# TASK DETAILS:
All lines from the line containing "Need: one point per instance of the sunglasses" up to and including the last line of the entries must be written out exactly, with no others.
------ GIVEN RECORDS ------
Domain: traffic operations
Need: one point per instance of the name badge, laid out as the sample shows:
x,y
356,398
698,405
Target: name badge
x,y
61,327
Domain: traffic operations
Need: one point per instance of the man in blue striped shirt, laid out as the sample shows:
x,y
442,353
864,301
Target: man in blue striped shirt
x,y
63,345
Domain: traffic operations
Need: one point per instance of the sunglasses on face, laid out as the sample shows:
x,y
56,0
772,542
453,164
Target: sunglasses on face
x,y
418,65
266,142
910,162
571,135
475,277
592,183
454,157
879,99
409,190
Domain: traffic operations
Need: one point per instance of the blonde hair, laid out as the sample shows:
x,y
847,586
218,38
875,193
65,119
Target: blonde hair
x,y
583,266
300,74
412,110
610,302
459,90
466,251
------
# OUTPUT OF THE EXERCISE:
Need: one point per instance of the sunglasses on face, laid out as the sample shows:
x,y
56,0
772,542
453,164
Target: sunglasses on face
x,y
418,65
266,142
910,162
571,135
475,277
592,183
454,157
879,99
409,190
Domain: traffic operations
Need: one point per instance of the blonde hair, laid out as the sample shows:
x,y
847,586
218,38
875,193
65,119
Target: blonde hair
x,y
583,266
300,74
412,110
610,302
459,90
466,251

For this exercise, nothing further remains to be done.